AVAILABLE DATA -

***

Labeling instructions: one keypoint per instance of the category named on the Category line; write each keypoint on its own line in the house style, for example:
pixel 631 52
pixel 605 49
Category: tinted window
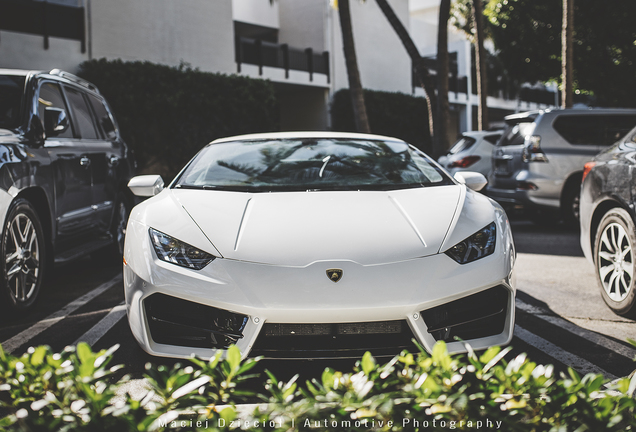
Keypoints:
pixel 104 121
pixel 311 164
pixel 616 127
pixel 464 143
pixel 594 129
pixel 82 114
pixel 11 89
pixel 492 139
pixel 516 134
pixel 50 96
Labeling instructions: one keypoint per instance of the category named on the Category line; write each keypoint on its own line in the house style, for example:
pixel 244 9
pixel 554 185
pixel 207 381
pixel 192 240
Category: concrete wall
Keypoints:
pixel 199 32
pixel 258 12
pixel 25 51
pixel 304 24
pixel 382 60
pixel 302 108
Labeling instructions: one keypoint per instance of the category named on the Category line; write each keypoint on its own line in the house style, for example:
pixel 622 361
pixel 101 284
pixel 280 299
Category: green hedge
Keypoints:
pixel 74 391
pixel 393 114
pixel 166 114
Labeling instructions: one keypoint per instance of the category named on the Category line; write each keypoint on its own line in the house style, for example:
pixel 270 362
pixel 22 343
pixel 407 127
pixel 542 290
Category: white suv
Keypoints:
pixel 538 162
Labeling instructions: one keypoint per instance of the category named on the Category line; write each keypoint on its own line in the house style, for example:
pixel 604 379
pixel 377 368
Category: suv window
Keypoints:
pixel 464 143
pixel 594 129
pixel 82 114
pixel 516 134
pixel 50 96
pixel 104 121
pixel 492 139
pixel 11 89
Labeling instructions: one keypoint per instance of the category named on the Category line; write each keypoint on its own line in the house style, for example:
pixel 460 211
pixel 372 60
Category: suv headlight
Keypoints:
pixel 477 246
pixel 175 251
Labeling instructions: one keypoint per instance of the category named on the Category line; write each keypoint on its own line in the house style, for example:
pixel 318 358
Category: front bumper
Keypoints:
pixel 266 294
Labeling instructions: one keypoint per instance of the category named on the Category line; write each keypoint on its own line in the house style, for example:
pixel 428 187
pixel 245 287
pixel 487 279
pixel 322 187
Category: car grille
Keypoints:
pixel 175 321
pixel 342 340
pixel 472 317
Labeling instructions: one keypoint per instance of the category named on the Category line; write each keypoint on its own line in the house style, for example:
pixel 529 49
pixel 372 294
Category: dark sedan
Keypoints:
pixel 608 228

***

WRITTEN PROBLEM -
Your task is to repeat the material above exactly, without its pictures.

ANSWER FOR THIS EXERCISE -
Labeling instructions: one keypoint per instance of the category named on the Category line; write each keypoint on its own line in the house style, for example:
pixel 631 52
pixel 605 49
Category: tinted window
Keypoints:
pixel 104 121
pixel 311 164
pixel 616 127
pixel 464 143
pixel 594 129
pixel 82 114
pixel 11 89
pixel 492 139
pixel 516 134
pixel 50 96
Labeling instructions: one keypoint per instance of the category named on the Category line; write each keypoint on its own line in the house style, for example:
pixel 244 9
pixel 554 185
pixel 207 381
pixel 192 240
Category: concrete wall
Keypoints:
pixel 199 32
pixel 258 12
pixel 25 51
pixel 304 24
pixel 382 60
pixel 302 108
Labeling instructions: one keypoint per instance of the category named on the Category line; write each keypoint on its own line in the house style, for example:
pixel 622 361
pixel 101 284
pixel 280 299
Category: green hedge
Keypoints:
pixel 74 391
pixel 393 114
pixel 166 114
Labeling instructions: one keypoint per instance of the category named on the Category line; write each keypoint on its own line in the house style, for example:
pixel 270 362
pixel 22 343
pixel 407 127
pixel 542 290
Category: white suv
Keypoints:
pixel 538 162
Labeling instructions: one keypoint per instance of the category named on the Category line; write each keypoint on its own line in the house style, for example:
pixel 604 379
pixel 377 368
Category: suv window
Keypoints:
pixel 464 143
pixel 594 129
pixel 82 114
pixel 516 134
pixel 50 96
pixel 104 121
pixel 492 139
pixel 11 89
Labeling instructions: one keypoint per instance of the category named on the Category line; write each keypoint on its own line in the house style, for example:
pixel 460 211
pixel 372 60
Category: suv headlight
Keypoints:
pixel 477 246
pixel 175 251
Labeling instructions: one keypoint per instance of the category named on the Category line; write each keypoint on its own line in the house style, for example:
pixel 318 358
Category: front bumper
Keypoints:
pixel 266 294
Labeling instructions: one keypoint per instance of the category named on the Category line; write each keypoint on its own line in the house style, for example:
pixel 428 187
pixel 245 287
pixel 487 279
pixel 322 187
Category: car grille
Keypoints:
pixel 175 321
pixel 342 340
pixel 472 317
Labeling instructions: one keypoint per instance of the category named on the Category line; write each keypoint on its own line in the house style, for example:
pixel 529 49
pixel 372 294
Category: dark sedan
Keypoints:
pixel 608 228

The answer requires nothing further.